| Exercise objective |
Render the stretch of lines below from the one containing "Where can the collared" through the end of the records as a numbered list, leaving out any blank lines.

| The input |
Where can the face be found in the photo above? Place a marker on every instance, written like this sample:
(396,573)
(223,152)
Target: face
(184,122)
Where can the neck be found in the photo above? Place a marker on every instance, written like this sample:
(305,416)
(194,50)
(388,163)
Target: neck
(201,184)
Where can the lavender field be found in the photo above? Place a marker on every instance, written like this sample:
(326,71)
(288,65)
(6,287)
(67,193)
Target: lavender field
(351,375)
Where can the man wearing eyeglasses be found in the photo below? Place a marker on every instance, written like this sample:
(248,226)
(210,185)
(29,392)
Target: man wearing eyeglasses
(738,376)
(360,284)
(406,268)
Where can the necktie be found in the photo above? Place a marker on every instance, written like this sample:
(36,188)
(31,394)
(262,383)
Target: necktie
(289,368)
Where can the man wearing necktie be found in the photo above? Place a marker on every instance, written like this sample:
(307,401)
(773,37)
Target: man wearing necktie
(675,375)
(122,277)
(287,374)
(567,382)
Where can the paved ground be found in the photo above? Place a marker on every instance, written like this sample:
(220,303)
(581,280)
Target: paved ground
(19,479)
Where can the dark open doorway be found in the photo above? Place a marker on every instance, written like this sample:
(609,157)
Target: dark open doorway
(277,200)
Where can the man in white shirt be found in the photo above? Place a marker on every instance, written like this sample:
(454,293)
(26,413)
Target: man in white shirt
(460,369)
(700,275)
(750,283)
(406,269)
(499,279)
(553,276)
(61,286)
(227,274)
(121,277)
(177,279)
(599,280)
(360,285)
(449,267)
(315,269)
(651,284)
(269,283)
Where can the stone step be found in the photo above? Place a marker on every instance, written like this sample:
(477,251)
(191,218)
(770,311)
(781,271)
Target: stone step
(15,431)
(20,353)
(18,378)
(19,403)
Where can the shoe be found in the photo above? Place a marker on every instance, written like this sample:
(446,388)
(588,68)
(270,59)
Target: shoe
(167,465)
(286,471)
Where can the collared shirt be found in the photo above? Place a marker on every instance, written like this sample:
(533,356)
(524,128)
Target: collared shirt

| Answer for the task |
1. Where can the collared shirt be found in the photo above? Place a marker on every instance, written like this sample:
2. (533,356)
3. (524,128)
4. Target: collared shirt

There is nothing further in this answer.